### STATED GOAL
Please repeat, word for word, the lines between the one holding "Rules: pick out each instance of the tree" and the one holding "[[337, 181]]", inclusive.
### STORED ROWS
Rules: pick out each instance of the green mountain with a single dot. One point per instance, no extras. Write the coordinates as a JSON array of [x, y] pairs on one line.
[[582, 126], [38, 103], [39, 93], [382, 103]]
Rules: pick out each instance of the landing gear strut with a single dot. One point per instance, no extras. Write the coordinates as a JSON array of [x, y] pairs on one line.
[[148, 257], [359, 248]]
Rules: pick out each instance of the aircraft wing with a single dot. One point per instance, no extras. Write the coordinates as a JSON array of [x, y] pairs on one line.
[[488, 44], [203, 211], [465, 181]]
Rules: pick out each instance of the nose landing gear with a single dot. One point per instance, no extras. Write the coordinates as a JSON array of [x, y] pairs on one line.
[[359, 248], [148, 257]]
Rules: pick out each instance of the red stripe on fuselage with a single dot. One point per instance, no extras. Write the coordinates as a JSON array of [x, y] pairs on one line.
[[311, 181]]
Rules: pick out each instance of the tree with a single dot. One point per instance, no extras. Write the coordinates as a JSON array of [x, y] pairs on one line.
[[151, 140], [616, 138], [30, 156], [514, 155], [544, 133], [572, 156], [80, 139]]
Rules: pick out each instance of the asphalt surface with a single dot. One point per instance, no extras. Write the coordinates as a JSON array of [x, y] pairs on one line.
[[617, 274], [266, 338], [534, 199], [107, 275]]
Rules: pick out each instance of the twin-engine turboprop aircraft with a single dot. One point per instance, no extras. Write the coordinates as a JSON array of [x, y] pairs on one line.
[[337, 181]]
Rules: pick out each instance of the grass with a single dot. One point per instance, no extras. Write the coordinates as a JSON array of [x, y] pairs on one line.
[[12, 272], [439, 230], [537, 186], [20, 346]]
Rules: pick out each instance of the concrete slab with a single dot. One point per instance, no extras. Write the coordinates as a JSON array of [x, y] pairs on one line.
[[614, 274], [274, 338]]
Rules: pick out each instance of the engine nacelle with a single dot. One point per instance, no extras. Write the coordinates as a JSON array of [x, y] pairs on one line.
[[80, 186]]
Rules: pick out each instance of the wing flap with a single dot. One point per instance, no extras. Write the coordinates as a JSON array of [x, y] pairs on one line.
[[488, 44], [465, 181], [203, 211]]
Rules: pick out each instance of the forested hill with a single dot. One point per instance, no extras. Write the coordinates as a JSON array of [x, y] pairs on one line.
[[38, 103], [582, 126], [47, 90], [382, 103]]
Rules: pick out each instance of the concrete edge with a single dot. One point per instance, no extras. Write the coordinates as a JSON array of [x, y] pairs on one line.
######
### THE COMPLETED TASK
Rules: pick out each instance of the tree with a single dot. One point per instance, no extras. Write the coordinates as a JSON array of [x, y] pairs on one line.
[[151, 140], [616, 138], [30, 156], [514, 155], [544, 133], [572, 156], [80, 139]]
Rules: pick out each instance of the asphalt surface with a single dot. One point per instance, no extras. Write the coordinates as a JSON array of [x, y] pairs on one line.
[[617, 274], [266, 338], [534, 199], [107, 275]]
Rules: pick out each instance of the twin-engine turboprop aircraft with a single dot. One point per instance, no extras. Write the coordinates as a JSON array of [x, y] pairs on one line.
[[337, 181]]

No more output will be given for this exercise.